--- start GIVEN ENTRIES ---

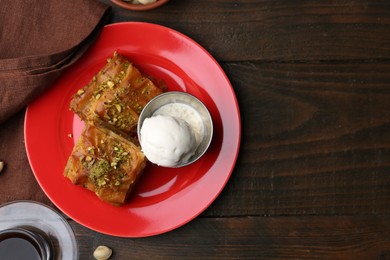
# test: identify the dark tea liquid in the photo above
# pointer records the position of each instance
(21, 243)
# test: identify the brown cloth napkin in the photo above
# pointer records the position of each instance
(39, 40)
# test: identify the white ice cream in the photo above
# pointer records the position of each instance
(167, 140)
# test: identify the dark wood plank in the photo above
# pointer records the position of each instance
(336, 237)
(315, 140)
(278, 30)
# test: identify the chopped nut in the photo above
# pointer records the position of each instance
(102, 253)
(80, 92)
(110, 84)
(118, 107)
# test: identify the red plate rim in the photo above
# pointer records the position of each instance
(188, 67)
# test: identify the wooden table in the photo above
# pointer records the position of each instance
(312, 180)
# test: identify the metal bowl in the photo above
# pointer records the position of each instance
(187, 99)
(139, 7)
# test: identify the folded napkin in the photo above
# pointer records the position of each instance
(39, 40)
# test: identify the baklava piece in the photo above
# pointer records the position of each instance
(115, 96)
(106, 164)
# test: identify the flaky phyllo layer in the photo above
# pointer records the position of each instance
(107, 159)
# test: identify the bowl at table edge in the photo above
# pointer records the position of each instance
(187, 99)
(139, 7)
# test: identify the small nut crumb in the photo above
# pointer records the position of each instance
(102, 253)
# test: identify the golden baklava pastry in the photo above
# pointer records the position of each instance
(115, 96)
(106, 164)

--- end GIVEN ENTRIES ---
--- start GIVEN ENTRIES ---

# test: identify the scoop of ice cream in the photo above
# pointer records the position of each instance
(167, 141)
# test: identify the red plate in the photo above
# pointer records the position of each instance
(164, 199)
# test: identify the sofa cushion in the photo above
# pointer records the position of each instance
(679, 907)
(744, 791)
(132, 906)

--- end GIVEN ENTRIES ---

_PROMPT_. Return every line of the material above that contains the string "table".

_EXERCISE RESULT_.
# test: identify the wooden table in the photo above
# test: identify the bowl at table edge in the photo above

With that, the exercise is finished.